__Task details__:
Return, character for character, the lines that start at the one containing "Please trace the outline of every instance of the moss-green" and stop after the one containing "Outlines of the moss-green", with both of those lines included.

────────────────

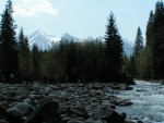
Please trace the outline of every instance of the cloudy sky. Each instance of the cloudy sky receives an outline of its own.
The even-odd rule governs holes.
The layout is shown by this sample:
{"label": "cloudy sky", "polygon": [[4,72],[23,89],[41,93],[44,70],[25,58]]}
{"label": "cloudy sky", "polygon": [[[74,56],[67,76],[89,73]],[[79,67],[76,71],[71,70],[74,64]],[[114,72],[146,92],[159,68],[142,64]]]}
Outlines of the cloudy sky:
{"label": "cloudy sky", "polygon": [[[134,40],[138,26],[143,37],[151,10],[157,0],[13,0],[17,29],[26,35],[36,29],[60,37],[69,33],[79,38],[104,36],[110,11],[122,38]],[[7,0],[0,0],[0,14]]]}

────────────────

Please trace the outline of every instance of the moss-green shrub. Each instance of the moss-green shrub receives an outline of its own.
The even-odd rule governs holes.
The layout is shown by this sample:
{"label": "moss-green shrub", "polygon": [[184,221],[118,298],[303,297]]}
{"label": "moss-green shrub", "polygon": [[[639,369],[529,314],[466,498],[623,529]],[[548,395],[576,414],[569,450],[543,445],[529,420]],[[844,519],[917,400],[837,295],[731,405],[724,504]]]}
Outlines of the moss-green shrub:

────────────────

__Result__:
Please trace the outline of every instance of the moss-green shrub. Each instance of the moss-green shrub receives an outline of its own.
The even-odd rule governs holes.
The layout is shown by this sample:
{"label": "moss-green shrub", "polygon": [[184,221],[118,298],[303,297]]}
{"label": "moss-green shrub", "polygon": [[[639,369],[529,314],[466,498],[623,529]],[[548,395],[576,414],[569,450],[543,445],[529,420]],[[844,519],[917,400],[837,295],[731,405],[724,504]]]}
Outlines of the moss-green shrub:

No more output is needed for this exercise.